The ESCROW CONNECTION, Plaintiff and Appellant, v. Herbert HAAS, et al., Defendants and Respondents, Lauren Haas, Klaus Meininger and Autohaus Imports, Inc., Third Party Claimants.
This appeal is from an order after judgment, more particularly a ruling in favor of third-party claimant and against plaintiff-judgment creditor in connection with its efforts to levy execution on property believed to be owed by defendant-judgment debtors. There is no dispute on the facts and the legal determination turned on interpretation and application of section 2326 of the California Uniform Commercial Code. In our view, the trial court incorrectly interpreted the section, and so the order appealed from will be reversed with directions.
In an effort to satisfy its judgment against defendants who do business as Unique Motor Cars, Ltd., plaintiff instructed the Riverside County Marshall to seize and levy upon a certain new 1985 Mercedes Benz automobile, carrying dealer plates and in the possession of defendants. After the levy, Klaus Meininger and Autohaus Imports, Inc., (third-party claimants) filed their third-party claim with the Marshall, and in due course the matter came before the trial court for resolution.
According to the undisputed facts, as disclosed by the record, defendants were in physical possession of the seized automobile. Although third-party claimants insisted that they owned a hidden security interest in the automobile, plaintiff was unaware of such interest; moreover, third-party claimants had never filed a financing statement asserting a security interest in this automobile. Based solely on these facts, the trial court ruled in favor of third-party claimants, and this appeal followed.
The sole issue presented on appeal calls for interpretation of Section 2326 of the California Uniform Commercial Code, more particularly subsections (2) and (3).1
Before the introduction of the UCC, even though the interest of a consignor was commonly viewed as a “secret lien against creditors ․ as harmful as an unfiled chattel mortgage or conditional sale,” 2 a consignor could nevertheless retrieve the consigned goods in a contest with the consignee's creditors. The draftsmen of the UCC effectively did away with the “secret lien” by providing, where a consignment be intended for security, that the consignor must file a financing statement under Article IX. The drafters also provided that all goods on consignment—whether or not so placed to “secure” the consignor—are subject to the claims of the consignee's creditors if the consignor fails to comply with the notice requirements of Article II.
In the case here, the third-party claimants neither filed a financing statement under Article IX nor complied with the notice requirements of Article II.3 California Uniform Commercial Code section 2326, subdivision (2) provides in pertinent part: “․ goods held on sale or return are subject to such claims while in the buyer's possession.” (Emphasis added.)
Thus, the sole question in determining the respective rights of plaintiff and third-party claimants is whether the automobile was held by the judgment debtor as a “sale or return” item.
Section 2326, subdivision (3) defines when goods are deemed held for “sale or return,” stating that:
“Where goods are delivered to a person for sale and such person maintains a place of business at which he deals in goods of the kind involved, under a name other than the name of the person making delivery, then with respect to claims of creditors of the person conducting the business the goods are deemed to be on sale or return. The provisions of this section are applicable even though an agreement purports to reserve title to the person making delivery until payment or resale or it uses such words as ‘on consignment’ or ‘on memorandum’.” (Emphasis added.)
_____
■ Set exercise 1 ■
Pick out every line of the records that contains the word "green".
_____
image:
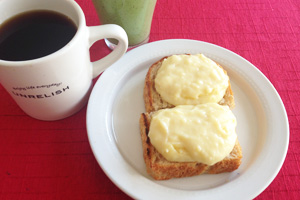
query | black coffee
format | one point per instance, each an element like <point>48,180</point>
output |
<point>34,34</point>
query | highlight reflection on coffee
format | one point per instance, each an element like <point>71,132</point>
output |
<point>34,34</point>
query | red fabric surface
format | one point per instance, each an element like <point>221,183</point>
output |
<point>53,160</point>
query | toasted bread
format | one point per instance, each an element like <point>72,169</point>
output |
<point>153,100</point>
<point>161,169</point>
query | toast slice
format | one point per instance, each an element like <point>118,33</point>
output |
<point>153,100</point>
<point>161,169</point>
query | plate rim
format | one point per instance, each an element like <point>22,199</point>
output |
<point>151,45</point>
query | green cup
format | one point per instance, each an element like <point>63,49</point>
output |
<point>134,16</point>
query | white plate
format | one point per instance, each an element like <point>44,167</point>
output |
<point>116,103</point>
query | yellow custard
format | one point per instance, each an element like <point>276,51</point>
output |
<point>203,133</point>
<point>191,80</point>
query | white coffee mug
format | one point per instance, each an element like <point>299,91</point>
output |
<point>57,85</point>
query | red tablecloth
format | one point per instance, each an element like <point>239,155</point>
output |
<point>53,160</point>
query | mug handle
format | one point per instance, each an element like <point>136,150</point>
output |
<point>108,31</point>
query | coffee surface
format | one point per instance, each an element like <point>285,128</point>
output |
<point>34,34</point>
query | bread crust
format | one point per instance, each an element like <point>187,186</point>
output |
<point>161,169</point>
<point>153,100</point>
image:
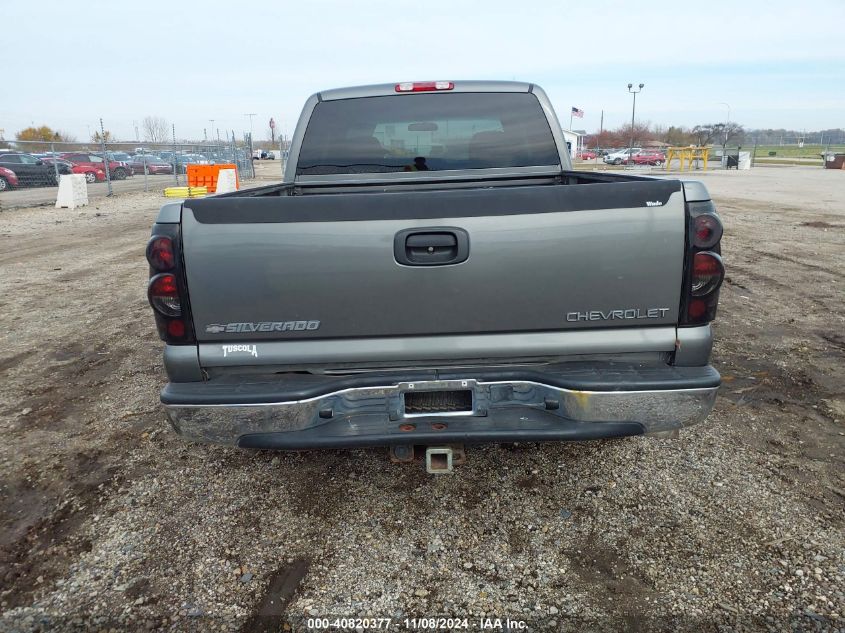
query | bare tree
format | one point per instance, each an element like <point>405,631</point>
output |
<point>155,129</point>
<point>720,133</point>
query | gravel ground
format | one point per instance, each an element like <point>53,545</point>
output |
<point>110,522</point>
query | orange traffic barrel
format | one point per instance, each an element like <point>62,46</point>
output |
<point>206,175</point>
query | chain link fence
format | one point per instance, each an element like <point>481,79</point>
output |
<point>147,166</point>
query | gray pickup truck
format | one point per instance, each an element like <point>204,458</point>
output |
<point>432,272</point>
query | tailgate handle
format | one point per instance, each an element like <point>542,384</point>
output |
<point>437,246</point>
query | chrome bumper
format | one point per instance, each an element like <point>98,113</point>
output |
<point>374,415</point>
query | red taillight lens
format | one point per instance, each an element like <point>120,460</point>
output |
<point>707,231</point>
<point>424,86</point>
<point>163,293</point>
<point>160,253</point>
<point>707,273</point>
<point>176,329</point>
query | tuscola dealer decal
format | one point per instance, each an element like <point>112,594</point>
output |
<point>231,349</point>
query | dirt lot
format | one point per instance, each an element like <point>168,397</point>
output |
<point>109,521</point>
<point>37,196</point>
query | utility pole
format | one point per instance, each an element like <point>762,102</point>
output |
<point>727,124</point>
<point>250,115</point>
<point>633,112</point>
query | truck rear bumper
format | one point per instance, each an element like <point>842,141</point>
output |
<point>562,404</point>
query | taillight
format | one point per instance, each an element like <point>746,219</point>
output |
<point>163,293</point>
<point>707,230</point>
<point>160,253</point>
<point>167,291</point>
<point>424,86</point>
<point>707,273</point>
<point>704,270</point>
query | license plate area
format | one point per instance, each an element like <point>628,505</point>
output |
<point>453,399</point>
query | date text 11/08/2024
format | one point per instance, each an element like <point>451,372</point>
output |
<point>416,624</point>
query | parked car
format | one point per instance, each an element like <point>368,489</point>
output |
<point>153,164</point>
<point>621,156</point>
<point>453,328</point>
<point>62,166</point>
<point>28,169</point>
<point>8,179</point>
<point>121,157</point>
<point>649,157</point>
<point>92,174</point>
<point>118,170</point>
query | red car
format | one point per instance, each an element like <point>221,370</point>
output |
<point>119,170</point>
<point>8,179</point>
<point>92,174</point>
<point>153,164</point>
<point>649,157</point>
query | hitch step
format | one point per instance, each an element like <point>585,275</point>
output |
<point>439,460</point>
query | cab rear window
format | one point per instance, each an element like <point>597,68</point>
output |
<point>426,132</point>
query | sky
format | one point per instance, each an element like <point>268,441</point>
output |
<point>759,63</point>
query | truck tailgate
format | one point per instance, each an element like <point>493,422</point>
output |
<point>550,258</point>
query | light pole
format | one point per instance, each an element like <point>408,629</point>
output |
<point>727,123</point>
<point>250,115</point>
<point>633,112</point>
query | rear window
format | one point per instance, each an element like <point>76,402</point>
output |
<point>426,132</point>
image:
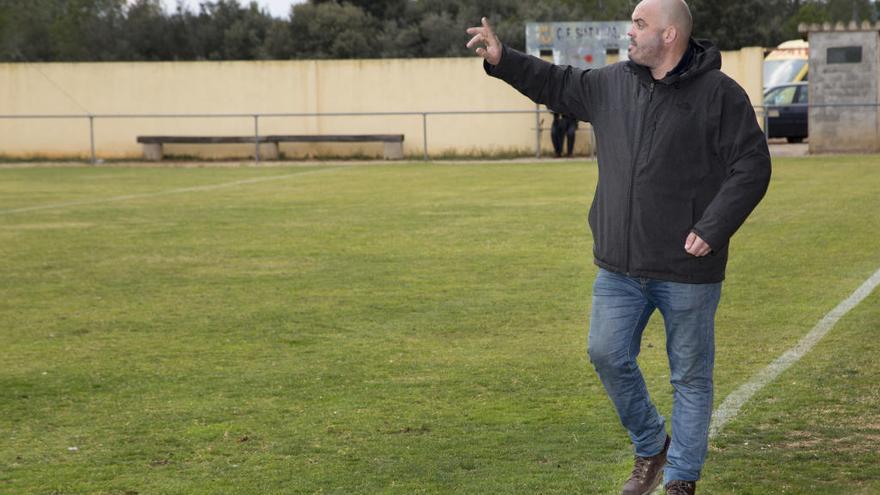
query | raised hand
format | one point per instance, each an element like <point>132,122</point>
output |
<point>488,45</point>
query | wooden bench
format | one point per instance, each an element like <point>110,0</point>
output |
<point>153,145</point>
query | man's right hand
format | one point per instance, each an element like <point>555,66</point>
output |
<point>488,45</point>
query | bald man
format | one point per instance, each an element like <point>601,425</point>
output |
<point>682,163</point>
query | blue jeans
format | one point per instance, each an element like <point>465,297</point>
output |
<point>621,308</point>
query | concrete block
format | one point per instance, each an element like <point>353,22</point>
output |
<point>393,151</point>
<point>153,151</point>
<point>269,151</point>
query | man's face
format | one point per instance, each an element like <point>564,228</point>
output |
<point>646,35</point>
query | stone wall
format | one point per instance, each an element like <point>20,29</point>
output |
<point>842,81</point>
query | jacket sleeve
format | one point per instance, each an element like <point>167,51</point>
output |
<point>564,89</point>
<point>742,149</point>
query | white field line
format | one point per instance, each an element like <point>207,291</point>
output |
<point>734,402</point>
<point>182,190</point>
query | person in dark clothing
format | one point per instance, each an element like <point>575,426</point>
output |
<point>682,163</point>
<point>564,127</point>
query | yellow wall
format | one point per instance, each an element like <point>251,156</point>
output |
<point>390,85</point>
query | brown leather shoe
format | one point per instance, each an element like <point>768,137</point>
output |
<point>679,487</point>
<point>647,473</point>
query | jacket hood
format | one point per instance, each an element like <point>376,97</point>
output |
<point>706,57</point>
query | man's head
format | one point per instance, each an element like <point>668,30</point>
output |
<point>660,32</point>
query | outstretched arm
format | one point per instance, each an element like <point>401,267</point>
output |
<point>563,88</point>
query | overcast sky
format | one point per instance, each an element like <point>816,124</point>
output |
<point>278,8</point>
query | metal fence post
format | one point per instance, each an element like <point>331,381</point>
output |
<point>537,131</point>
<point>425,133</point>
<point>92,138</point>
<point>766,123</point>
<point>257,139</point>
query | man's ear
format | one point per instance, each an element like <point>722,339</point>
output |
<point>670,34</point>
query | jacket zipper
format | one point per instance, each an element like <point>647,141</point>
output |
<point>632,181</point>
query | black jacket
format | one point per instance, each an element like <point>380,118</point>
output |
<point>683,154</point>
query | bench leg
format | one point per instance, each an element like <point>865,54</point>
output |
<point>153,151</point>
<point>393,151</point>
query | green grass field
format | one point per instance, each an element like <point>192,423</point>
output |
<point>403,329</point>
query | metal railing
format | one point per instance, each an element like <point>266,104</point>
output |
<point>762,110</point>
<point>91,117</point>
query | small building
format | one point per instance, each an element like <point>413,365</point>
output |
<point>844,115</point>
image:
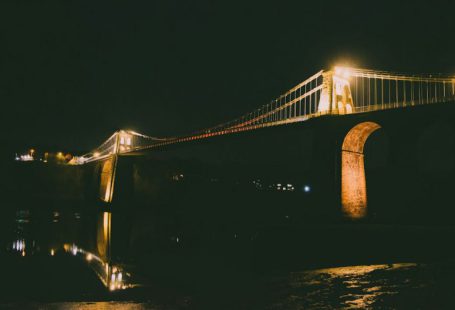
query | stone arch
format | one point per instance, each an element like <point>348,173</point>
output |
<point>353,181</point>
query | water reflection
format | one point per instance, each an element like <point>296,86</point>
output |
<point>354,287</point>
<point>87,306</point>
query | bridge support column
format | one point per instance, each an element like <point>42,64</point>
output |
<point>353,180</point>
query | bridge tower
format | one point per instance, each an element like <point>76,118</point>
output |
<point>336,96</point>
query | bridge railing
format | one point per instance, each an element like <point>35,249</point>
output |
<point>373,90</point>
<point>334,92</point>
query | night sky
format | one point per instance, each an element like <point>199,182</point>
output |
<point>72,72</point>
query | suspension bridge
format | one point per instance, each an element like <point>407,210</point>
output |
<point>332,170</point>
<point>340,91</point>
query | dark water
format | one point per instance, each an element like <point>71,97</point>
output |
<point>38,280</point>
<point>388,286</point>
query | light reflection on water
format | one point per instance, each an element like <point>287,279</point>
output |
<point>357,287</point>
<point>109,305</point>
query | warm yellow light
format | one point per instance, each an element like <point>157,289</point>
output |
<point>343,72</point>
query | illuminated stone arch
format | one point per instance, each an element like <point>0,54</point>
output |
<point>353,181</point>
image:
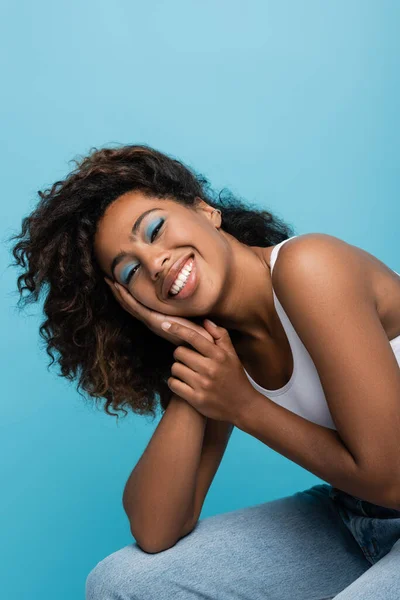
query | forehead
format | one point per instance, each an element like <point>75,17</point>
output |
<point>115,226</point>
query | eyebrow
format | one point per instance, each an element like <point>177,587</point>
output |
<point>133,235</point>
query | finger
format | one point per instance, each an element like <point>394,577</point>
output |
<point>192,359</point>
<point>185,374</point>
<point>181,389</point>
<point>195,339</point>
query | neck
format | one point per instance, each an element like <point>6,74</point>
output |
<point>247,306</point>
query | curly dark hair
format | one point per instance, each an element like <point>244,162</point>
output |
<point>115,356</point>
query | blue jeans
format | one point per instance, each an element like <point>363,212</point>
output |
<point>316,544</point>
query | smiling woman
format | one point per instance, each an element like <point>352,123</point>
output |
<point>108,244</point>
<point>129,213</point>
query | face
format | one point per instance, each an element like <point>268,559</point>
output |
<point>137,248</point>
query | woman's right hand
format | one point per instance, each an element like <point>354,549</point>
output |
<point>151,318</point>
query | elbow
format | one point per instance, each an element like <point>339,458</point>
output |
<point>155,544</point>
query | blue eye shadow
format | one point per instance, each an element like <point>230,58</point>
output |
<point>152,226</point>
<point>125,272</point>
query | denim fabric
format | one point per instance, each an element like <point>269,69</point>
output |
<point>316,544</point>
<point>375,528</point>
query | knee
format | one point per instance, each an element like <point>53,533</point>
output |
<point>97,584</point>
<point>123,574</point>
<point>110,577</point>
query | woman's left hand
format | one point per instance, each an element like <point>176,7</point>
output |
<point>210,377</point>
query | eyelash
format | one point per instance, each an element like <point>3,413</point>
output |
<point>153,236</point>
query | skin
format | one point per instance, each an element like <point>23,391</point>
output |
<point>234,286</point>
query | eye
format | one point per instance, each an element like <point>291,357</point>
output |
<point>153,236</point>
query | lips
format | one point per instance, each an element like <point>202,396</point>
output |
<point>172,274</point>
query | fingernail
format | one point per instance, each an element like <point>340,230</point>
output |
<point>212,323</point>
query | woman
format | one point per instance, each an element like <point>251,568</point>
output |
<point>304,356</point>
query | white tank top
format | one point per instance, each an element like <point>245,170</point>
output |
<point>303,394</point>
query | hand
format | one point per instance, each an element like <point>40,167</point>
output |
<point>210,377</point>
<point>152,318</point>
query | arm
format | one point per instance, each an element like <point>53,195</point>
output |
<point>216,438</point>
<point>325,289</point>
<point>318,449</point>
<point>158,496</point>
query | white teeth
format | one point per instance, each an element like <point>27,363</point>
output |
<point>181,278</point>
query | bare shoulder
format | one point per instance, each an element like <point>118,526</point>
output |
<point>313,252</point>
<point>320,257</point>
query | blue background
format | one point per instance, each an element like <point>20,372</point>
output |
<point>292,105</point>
_____
■ Set exercise 2 ■
Summarize the opinion in two sentences.

■ Response 1 ■
query | green cup
query | green grass field

■ Response 2 ■
The Escrow Connection appeals a trial court ruling in favor of third-party claimants who asserted a hidden, unfiled security interest in a new 1985 Mercedes Benz seized from the judgment debtors, and the appellate court finds that the trial court misinterpreted section 2326 of the California Uniform Commercial Code and reverses. Because the UCC did away with the consignor's "secret lien" and the claimants neither filed a financing statement under Article IX nor complied with the notice requirements of Article II, the only question is whether the debtors held the automobile as a "sale or return" item, as subdivision (3) defines that term.